Peptech and Agenix call off merger

By Renate Krelle
Wednesday, 09 June, 2004

Sydney-based Peptech (ASX:PTD) and Brisbane-based Agenix (ASX:AGX) have called off their merger, citing Peptech's inability to provide Agenix with details of possible royalties due from Johnson & Johnson subsidiary Centocor.

The merger -- touted in April -- would have created one Australia's largest biotechnology companies, with a market capitalisation of $400 million.

Had the merger gone ahead, Agenix shareholders would have received seven Peptech shares for every 10 Agenix shares, based on a one-month weighted volume average share price of $1.61 and $0.90 respectively. Agenix option holders would also have been offered Peptech shares in consideration of cancellation of their options. No cash component was included in the merger.

Both Agenix managing director Don Home and Peptech chairman Mel Bridges admitted disappointment at the breakdown of the merger plans.

"Peptech has obviously made a very large deal of the [Centocor royalties] -- we were not able to look at the information," said Home.

"The biggest number in the whole transaction was the Centocor license royalties," said Bridges. "We were not able with the time constraints to disclose that information to Agenix."

"It's a shame these two guys didn't get together," said Southern Cross Equities analyst Stuart Roberts. "This is, after all, the second time around for both Peptech and Agenix -- they attempted this merger in 1999."

Mark Fordree of specialist biotechnology investment bank eG Capital noted that market reaction to the Agenix-Peptech merger may also have fuelled discontent.

* [Questions on the material]
1/ Reproduce word for word the stretch of the Peptech and Agenix merger article that starts with the words containing "Mark Fordree of" and finishes with "have fuelled discontent.".
2/ Summarize the Peptech and Agenix merger article in two sentences.

* [Stored data]
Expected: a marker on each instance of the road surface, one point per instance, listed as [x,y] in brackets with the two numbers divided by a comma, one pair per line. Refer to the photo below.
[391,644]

* [Solutions per task]
1/
Mark Fordree of specialist biotechnology investment bank eG Capital noted that market reaction to the Agenix-Peptech merger may also have fuelled discontent.

2/ Peptech and Agenix have called off their planned merger because Peptech could not give Agenix details of possible royalties due from Centocor, a Johnson & Johnson subsidiary. The deal, touted in April, would have created one of Australia's largest biotechnology companies with a market capitalization of $400 million, and the heads of both companies admitted disappointment at its breakdown.